• [Supplied data]:
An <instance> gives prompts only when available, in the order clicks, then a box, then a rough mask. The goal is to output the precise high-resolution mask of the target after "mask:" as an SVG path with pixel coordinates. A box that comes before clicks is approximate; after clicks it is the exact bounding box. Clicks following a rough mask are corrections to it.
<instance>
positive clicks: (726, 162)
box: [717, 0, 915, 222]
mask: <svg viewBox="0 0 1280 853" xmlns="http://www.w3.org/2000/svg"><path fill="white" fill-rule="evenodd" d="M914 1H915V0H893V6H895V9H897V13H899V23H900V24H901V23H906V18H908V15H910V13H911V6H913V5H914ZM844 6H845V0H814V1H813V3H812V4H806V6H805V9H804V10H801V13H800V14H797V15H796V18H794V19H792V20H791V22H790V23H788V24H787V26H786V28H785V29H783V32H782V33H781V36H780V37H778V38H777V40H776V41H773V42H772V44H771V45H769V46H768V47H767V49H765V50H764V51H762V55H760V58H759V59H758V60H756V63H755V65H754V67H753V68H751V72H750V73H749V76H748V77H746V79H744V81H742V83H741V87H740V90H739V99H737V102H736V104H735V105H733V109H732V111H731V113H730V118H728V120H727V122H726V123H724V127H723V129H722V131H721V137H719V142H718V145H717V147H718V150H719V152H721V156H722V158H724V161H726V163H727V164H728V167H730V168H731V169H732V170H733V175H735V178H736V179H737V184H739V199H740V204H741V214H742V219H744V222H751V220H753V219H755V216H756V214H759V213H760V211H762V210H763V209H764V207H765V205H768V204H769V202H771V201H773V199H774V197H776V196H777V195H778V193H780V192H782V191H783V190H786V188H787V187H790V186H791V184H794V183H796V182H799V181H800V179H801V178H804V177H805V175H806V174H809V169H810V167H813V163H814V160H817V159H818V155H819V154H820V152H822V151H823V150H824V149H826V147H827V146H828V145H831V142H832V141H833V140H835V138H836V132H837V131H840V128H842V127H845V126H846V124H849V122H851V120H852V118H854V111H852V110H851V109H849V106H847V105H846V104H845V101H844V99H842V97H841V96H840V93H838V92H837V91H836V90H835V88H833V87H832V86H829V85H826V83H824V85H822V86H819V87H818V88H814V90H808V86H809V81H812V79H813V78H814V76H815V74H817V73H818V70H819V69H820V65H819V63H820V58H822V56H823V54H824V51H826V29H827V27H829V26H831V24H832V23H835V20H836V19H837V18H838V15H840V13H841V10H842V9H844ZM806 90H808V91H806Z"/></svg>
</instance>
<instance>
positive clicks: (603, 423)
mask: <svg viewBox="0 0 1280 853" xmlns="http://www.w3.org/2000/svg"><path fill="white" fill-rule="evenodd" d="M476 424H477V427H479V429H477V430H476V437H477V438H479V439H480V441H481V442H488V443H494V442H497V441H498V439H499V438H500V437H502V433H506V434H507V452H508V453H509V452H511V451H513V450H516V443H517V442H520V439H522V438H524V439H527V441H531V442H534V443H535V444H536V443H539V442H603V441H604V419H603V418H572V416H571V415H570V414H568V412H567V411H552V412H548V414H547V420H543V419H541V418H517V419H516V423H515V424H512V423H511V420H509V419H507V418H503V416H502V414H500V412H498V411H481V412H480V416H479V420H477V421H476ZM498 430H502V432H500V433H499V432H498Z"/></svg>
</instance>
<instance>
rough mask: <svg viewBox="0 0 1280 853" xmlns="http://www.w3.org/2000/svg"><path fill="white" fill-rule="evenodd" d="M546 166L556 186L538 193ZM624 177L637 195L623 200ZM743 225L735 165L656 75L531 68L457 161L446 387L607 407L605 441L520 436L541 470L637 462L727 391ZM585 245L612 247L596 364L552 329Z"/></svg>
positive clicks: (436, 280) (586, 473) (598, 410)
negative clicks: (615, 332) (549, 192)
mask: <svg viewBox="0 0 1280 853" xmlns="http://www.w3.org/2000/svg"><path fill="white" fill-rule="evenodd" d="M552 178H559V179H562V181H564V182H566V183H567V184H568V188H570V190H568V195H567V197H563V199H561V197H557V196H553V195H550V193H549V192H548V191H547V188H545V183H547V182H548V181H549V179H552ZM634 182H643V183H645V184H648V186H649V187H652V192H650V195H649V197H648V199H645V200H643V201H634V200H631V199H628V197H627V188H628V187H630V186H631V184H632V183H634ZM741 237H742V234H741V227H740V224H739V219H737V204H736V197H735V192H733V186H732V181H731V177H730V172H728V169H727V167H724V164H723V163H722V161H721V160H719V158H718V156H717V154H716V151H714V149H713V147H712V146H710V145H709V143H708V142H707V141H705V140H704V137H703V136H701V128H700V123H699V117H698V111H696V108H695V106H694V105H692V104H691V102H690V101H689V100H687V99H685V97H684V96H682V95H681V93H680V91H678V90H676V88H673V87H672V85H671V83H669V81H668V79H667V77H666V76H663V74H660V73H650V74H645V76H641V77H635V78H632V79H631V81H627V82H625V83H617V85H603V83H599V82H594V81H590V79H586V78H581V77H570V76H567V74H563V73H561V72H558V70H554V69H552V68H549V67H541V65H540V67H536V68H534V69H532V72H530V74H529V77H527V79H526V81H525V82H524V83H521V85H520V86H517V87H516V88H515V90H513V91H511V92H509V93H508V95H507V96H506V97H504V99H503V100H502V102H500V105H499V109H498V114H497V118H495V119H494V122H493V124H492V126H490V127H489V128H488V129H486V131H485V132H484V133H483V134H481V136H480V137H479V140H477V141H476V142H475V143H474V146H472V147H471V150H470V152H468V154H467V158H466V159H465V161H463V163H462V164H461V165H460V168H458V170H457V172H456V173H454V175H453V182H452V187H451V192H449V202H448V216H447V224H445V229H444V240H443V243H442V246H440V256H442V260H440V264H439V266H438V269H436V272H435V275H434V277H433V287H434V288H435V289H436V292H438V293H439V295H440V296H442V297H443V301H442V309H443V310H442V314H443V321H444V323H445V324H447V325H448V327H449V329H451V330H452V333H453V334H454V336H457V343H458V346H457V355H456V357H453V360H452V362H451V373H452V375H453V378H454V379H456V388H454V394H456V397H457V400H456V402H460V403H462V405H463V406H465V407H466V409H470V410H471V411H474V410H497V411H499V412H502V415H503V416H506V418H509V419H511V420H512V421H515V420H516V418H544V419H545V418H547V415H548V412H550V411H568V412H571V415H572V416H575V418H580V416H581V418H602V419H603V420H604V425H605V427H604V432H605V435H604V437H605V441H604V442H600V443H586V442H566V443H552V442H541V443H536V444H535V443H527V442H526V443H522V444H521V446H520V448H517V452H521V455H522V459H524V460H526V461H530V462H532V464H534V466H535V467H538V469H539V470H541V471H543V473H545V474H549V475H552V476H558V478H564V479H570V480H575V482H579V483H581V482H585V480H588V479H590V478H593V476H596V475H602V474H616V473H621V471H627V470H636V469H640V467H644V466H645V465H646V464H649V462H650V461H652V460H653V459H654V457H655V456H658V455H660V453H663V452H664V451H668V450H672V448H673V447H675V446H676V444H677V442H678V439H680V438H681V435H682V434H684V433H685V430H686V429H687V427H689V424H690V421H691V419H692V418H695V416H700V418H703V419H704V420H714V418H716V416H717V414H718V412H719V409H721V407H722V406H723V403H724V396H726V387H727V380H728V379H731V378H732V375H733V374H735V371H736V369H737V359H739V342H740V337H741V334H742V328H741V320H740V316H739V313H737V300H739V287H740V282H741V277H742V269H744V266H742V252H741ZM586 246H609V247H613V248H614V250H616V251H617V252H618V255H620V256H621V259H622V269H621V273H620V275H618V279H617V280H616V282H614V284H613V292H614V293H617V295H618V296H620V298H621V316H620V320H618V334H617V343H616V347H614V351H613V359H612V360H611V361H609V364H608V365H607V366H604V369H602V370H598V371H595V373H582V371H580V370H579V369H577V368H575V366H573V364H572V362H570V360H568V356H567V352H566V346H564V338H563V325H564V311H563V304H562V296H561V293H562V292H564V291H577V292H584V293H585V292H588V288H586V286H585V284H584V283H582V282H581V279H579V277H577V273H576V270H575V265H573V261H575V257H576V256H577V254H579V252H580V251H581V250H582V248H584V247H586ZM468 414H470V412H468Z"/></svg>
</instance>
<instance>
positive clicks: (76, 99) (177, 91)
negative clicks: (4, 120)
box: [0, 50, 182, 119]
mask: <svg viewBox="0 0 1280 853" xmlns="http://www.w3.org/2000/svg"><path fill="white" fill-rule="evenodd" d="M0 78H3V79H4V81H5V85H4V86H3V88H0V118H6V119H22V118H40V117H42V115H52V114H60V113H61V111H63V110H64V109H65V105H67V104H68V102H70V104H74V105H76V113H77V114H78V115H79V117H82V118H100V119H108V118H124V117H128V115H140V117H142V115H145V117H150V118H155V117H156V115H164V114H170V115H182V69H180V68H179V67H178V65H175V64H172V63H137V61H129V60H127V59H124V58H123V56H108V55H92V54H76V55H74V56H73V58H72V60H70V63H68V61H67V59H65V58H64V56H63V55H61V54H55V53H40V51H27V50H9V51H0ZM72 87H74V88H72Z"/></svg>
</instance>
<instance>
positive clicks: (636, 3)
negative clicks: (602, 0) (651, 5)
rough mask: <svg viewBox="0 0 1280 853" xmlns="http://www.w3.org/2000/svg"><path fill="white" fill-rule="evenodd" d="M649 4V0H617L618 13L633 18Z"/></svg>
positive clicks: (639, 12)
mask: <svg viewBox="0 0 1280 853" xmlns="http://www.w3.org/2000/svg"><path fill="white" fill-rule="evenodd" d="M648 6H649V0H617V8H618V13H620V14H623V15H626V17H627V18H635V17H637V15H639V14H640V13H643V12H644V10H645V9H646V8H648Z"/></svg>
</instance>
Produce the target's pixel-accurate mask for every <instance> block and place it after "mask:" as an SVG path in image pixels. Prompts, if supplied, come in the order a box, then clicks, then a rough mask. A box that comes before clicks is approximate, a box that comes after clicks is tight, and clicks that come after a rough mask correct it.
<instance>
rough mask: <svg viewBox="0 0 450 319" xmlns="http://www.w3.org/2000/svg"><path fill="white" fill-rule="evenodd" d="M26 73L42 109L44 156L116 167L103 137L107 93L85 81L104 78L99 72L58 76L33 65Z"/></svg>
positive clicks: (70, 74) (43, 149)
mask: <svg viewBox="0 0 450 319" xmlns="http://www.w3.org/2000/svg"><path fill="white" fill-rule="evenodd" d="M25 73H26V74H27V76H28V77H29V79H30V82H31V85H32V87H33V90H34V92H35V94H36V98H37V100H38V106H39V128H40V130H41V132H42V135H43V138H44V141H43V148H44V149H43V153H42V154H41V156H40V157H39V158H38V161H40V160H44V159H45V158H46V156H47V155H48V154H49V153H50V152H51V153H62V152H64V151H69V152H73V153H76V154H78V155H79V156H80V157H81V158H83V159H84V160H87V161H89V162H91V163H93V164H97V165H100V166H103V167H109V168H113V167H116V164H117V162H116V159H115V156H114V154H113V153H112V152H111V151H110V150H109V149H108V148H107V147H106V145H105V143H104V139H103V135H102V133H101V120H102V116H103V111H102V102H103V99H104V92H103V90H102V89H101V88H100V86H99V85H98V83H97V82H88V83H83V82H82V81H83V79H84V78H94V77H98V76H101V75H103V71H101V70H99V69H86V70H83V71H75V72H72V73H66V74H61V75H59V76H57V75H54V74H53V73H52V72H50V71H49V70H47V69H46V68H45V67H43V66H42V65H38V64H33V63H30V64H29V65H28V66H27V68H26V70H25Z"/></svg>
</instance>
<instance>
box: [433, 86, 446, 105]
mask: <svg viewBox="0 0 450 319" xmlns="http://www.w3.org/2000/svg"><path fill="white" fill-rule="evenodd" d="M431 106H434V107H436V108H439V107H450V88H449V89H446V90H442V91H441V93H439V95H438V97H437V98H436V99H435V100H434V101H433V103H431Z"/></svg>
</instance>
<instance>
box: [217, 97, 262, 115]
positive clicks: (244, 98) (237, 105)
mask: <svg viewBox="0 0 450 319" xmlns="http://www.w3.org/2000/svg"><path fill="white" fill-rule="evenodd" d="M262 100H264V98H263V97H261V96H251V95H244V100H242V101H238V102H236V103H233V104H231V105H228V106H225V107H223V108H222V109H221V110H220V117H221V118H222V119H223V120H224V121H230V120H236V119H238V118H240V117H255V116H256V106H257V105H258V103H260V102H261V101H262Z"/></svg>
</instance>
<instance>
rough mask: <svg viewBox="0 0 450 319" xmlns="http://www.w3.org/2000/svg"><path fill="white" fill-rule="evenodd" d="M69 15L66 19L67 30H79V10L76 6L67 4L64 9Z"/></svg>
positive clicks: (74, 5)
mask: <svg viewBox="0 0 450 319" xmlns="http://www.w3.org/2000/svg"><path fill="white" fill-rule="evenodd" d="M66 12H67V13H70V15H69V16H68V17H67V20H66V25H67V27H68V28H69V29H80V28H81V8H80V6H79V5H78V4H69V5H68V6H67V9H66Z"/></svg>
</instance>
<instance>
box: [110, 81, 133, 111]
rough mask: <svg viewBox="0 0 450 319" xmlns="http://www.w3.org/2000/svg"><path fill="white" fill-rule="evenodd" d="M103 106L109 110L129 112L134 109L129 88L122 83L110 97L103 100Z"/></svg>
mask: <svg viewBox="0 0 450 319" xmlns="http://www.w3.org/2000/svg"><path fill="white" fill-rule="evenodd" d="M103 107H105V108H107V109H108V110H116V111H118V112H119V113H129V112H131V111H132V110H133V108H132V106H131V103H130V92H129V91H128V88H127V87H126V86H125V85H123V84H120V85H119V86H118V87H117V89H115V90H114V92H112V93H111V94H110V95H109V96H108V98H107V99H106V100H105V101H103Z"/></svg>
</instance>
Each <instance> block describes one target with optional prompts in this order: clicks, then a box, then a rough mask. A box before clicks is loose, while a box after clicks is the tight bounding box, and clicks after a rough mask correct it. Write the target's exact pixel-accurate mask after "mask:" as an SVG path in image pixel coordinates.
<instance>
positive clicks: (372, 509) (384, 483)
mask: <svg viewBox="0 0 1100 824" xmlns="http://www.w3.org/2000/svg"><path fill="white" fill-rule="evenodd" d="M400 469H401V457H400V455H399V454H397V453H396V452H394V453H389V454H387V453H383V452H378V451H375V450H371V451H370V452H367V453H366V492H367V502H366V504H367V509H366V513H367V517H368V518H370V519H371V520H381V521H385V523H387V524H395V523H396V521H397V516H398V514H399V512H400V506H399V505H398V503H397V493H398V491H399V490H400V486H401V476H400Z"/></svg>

• [Required action]: Show each line of the items above that contains the string "approximate".

• [Answer below]:
An <instance> gives prompts only when available, in the order clicks, then a box, then a rough mask. The goal is to output the precise high-resolution mask of the target after "mask:" as an SVG path with pixel coordinates. A box that comes before clicks is approximate; after clicks it is the exact bounding box. Clicks following a rough mask are corrections to it.
Produce the target's pixel-accurate mask for every <instance> block and place it after "mask:" as an SVG path in image pixels. Prompts, if supplied, come in the order a box, then clicks, then a rough mask. A box that comes before clicks is approximate, a box that comes after clicks is tight, and clicks that come after a rough mask correct it.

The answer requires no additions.